*PROBLEM REQUIREMENTS:* Rewrite the listing below with "Bound every" replaced by "Box every" throughout, leaving everything else unchanged and omitting the pictures.

*MATERIAL FOR THIS EXERCISE:*
⟨

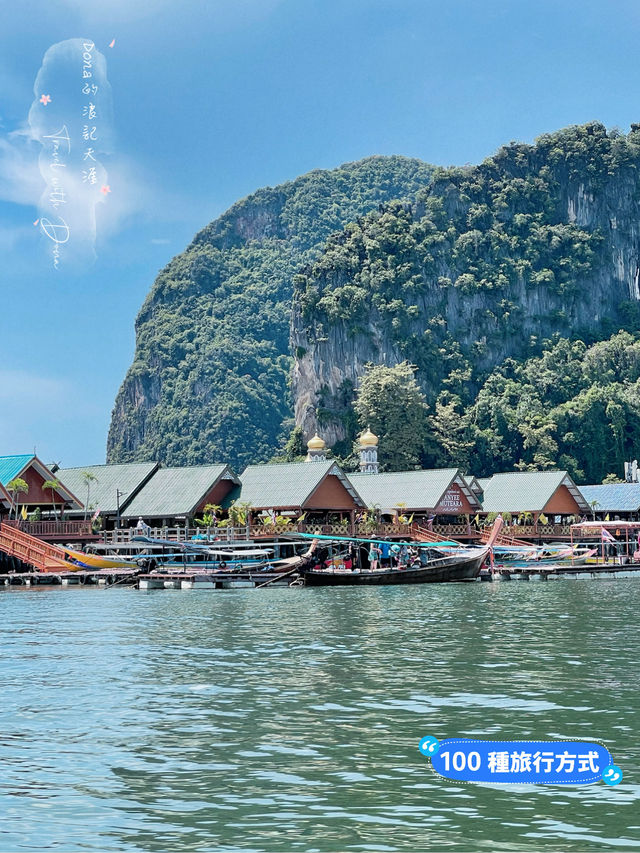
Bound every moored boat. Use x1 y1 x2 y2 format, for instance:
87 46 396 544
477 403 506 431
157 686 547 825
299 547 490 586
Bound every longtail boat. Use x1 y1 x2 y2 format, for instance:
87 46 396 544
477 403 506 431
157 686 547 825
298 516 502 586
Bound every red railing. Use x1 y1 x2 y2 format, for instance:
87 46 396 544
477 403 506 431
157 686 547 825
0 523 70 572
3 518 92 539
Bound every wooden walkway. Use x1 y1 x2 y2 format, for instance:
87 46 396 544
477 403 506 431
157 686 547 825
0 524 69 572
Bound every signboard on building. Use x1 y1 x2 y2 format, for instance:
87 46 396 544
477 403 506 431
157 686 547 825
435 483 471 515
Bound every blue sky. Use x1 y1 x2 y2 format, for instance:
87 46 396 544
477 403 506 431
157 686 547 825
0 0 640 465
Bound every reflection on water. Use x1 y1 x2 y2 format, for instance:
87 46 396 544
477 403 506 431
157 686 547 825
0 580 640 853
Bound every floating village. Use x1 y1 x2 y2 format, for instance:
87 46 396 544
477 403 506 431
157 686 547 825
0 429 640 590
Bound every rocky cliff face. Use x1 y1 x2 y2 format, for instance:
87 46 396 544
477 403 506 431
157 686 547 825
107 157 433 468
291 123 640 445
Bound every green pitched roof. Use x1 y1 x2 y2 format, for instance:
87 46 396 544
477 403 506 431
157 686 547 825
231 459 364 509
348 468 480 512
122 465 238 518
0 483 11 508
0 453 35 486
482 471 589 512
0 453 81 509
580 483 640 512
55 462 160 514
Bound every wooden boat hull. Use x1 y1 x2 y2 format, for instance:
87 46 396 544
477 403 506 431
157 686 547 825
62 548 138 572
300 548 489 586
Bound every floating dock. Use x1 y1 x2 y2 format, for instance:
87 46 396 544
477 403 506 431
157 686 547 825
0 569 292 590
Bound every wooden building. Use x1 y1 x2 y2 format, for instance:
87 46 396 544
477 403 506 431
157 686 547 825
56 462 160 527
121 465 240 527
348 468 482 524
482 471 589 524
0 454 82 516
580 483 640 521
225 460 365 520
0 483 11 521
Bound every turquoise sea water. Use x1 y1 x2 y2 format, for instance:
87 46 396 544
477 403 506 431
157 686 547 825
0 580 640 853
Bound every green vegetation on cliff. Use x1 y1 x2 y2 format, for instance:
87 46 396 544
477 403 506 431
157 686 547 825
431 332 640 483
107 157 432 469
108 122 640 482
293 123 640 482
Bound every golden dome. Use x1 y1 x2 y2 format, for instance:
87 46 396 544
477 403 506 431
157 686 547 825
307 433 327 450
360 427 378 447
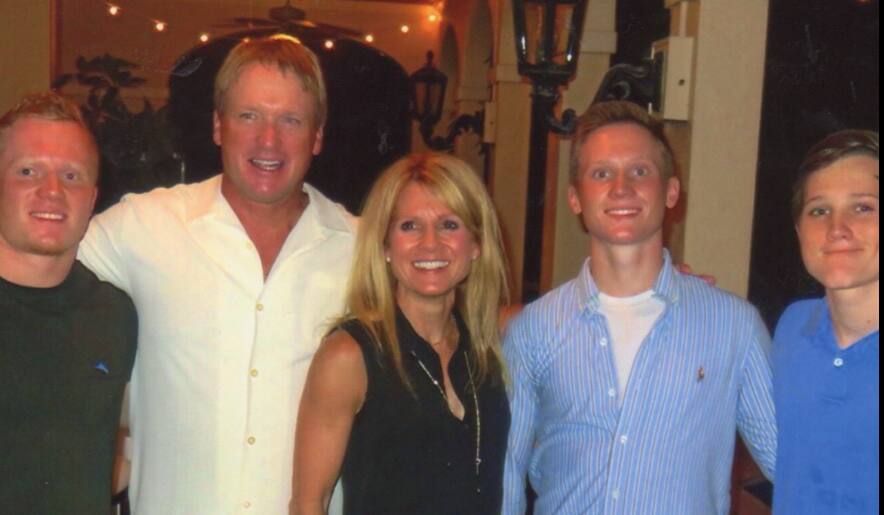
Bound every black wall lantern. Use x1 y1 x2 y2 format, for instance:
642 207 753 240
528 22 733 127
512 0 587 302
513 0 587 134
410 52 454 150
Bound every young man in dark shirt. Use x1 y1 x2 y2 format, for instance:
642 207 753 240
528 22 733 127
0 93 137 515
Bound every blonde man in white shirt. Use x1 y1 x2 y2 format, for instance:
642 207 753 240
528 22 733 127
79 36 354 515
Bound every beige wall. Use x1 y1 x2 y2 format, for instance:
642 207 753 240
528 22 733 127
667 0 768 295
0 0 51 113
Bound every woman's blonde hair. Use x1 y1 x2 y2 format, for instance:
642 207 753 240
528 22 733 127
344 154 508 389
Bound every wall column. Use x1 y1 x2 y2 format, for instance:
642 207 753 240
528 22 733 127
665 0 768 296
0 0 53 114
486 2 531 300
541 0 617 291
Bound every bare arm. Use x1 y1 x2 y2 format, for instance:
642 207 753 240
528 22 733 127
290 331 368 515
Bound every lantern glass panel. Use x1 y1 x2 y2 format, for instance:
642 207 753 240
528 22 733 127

⟩

*OUTPUT BELOW:*
Box every moored boat. Use x1 y1 x2 y2 format, for instance:
87 46 396 544
477 403 506 431
157 686 547 825
299 547 490 586
Box every longtail boat. Use x1 y1 x2 y2 format, for instance:
87 46 396 544
477 403 506 431
157 686 547 825
298 516 502 586
Box every red railing. Use x1 y1 x2 y2 format, for instance:
87 46 396 544
477 403 506 431
157 686 547 825
0 523 70 572
3 518 92 539
Box every wooden walkway. Use x1 y1 x2 y2 format, for instance:
87 46 396 544
477 403 506 431
157 686 547 825
0 524 69 572
Box every signboard on building. Use x1 y1 x2 y2 format, for instance:
87 46 396 544
477 403 506 431
157 686 547 825
435 483 471 515
Box every blue sky. Use x1 y1 x2 y2 format, for instance:
87 46 396 544
477 403 506 431
157 686 547 825
0 0 640 465
Box every reflection on water. Use x1 y1 x2 y2 format, for instance:
87 46 396 544
477 403 506 431
157 686 547 825
0 580 640 853
Box every floating village. Use x1 y1 x2 y2 format, for instance:
87 46 396 544
477 403 506 431
157 686 547 825
0 429 640 590
Box every rocky cliff face. Use x1 y1 x2 y2 format, for instance:
87 46 396 544
477 403 506 431
157 686 547 825
107 157 433 468
291 123 640 445
Box every green pitched roof. Use x1 y1 x2 y2 format, for instance:
87 46 396 544
477 403 506 431
157 686 547 825
231 459 364 509
348 468 480 512
122 465 238 518
0 483 11 508
0 453 35 486
482 471 589 512
0 453 81 509
580 483 640 512
55 462 160 514
Box every wooden boat hull. Use x1 y1 x2 y2 format, for instance:
87 46 396 544
477 403 506 431
157 686 547 825
62 548 138 572
300 548 489 586
Box every floating dock. Use x1 y1 x2 y2 format, for instance:
87 46 396 544
477 403 506 431
157 686 547 825
0 569 292 590
Box every wooden building. Use x1 y1 x2 y2 format, for instance:
87 46 396 544
477 403 506 431
157 686 547 825
56 462 160 527
121 465 240 527
348 468 482 524
482 471 589 524
0 454 82 516
580 483 640 521
225 460 365 520
0 483 11 521
Box every turquoise sea water. Use x1 y1 x2 y2 format, for instance:
87 46 396 544
477 403 506 431
157 686 547 825
0 580 640 853
Box every green vegetation on cliff. Use x1 y1 x2 y2 format, for instance:
87 46 396 544
477 403 506 431
157 686 547 825
431 332 640 483
107 157 432 469
108 122 640 482
293 123 640 482
Box every golden dome. Use x1 y1 x2 y2 format, for instance:
87 46 396 544
477 403 506 431
157 686 547 825
307 433 327 450
360 427 378 447
Box every black wall lantern. Use x1 y1 x2 y2 format, for instance:
642 207 753 240
528 22 733 127
512 0 587 302
513 0 587 134
410 52 454 150
Box every young man in dark shirt. Use x1 y1 x2 y2 format, for instance:
642 207 753 240
528 22 733 127
0 93 137 515
Box every blonde man in white shirt. Use x1 y1 x2 y2 format, for instance:
642 207 753 240
528 22 733 127
79 36 354 515
Box every beige wall. Use x1 y1 x2 y2 format, for instance:
642 207 753 240
528 22 733 127
667 0 768 295
0 0 51 113
Box every woman's blonde hair. Use x1 y1 x2 y2 format, for instance:
642 207 753 240
528 22 733 127
344 154 508 389
Box every wall column. Use x1 y1 x2 y2 format, for instance:
642 207 753 240
528 22 733 127
665 0 768 296
0 0 53 114
486 2 531 300
541 0 617 291
Box every bare arm. Use x1 y1 x2 y2 format, for instance:
642 207 753 240
528 22 733 127
290 331 368 515
Box every lantern glass panel. Use x1 y1 x2 y2 format, for instance:
642 207 753 240
528 22 733 127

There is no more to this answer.